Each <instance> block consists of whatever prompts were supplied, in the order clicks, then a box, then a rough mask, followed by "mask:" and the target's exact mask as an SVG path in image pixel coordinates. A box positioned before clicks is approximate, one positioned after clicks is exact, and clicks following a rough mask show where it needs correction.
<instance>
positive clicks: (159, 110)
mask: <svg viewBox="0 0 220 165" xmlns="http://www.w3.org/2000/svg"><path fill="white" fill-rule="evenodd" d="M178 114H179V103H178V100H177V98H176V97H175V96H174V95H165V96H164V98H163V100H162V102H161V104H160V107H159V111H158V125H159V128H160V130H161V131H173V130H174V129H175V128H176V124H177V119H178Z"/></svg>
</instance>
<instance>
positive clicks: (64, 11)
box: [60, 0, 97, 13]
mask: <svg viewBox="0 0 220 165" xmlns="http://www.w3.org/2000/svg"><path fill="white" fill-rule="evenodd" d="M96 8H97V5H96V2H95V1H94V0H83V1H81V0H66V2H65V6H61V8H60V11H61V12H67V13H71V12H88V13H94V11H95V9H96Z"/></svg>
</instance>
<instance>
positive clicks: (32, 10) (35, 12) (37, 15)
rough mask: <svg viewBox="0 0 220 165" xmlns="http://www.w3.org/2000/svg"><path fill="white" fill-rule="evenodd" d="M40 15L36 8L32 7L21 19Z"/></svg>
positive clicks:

WORK ORDER:
Rewrite every line of the records above as a numbered list, leaving out any blank lines.

SOLVED PROBLEM:
1. Each <instance> block consists of whatever prompts were supplied, in the order clicks, then a box, then a rough mask, followed by "mask:" and the target's exact mask as an SVG path in image pixel coordinates. A box positioned before clicks is approximate, one positioned after clicks is exact, and clicks following a rough mask show where it needs correction.
2. <instance>
3. positive clicks: (159, 110)
4. mask: <svg viewBox="0 0 220 165" xmlns="http://www.w3.org/2000/svg"><path fill="white" fill-rule="evenodd" d="M178 114H179V103H178V100H177V98H176V97H175V96H174V95H165V96H164V98H163V100H162V102H161V104H160V107H159V111H158V125H159V128H160V130H161V131H173V130H174V129H175V128H176V124H177V119H178Z"/></svg>
5. </instance>
6. <instance>
7. positive clicks: (64, 11)
8. box: [60, 0, 97, 13]
9. mask: <svg viewBox="0 0 220 165" xmlns="http://www.w3.org/2000/svg"><path fill="white" fill-rule="evenodd" d="M96 8H97V5H96V2H95V1H94V0H83V1H81V0H66V2H65V6H61V8H60V11H61V12H67V13H71V12H88V13H94V11H95V9H96Z"/></svg>
10. </instance>
11. <instance>
12. positive clicks: (32, 10) (35, 12) (37, 15)
13. rough mask: <svg viewBox="0 0 220 165" xmlns="http://www.w3.org/2000/svg"><path fill="white" fill-rule="evenodd" d="M40 15L36 8L32 7L21 19Z"/></svg>
14. positive clicks:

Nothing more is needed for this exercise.